What you should do
Copy the stretch from "Task: pin the eucalyptus" through "point(208, 43)", changing "eucalyptus tree" to "gum tree" and leaving everything else as it is.

(Point annotation records)
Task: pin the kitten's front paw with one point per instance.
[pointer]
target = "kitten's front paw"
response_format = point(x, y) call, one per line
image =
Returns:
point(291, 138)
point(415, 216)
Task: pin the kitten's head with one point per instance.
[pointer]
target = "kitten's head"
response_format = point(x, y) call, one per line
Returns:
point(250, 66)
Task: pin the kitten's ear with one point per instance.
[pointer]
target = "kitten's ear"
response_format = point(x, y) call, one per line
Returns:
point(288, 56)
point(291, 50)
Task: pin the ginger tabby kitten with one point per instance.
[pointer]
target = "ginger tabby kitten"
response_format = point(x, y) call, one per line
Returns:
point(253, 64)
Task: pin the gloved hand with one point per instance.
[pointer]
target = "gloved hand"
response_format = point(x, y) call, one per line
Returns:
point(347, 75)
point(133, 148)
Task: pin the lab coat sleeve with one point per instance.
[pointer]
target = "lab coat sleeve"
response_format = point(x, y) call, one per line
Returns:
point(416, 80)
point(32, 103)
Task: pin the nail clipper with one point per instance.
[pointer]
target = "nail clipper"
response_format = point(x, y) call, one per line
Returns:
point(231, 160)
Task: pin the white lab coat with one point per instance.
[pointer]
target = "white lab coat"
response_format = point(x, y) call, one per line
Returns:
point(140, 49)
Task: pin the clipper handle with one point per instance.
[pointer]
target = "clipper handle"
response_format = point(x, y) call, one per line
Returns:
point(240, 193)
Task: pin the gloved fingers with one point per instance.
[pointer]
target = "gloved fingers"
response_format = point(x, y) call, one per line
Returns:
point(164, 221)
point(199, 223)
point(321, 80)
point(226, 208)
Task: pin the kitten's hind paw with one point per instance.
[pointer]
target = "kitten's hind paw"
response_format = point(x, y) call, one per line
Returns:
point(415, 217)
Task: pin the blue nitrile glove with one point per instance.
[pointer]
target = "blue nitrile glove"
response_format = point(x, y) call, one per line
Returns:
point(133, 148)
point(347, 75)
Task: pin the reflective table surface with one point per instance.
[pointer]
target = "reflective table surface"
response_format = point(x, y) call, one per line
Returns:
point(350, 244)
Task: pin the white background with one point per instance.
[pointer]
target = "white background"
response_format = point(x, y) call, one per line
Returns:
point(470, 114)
---
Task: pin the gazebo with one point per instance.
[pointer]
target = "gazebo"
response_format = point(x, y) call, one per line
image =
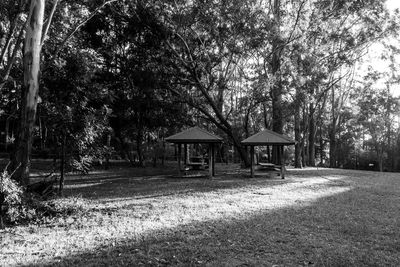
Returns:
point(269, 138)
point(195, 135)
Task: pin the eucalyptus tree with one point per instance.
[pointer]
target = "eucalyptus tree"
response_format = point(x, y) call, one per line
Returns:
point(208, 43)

Written solution
Task: pin the gum tree with one point per instance.
[pointer]
target = "gum tree"
response_format = point(x, y) call, one per line
Returns:
point(208, 43)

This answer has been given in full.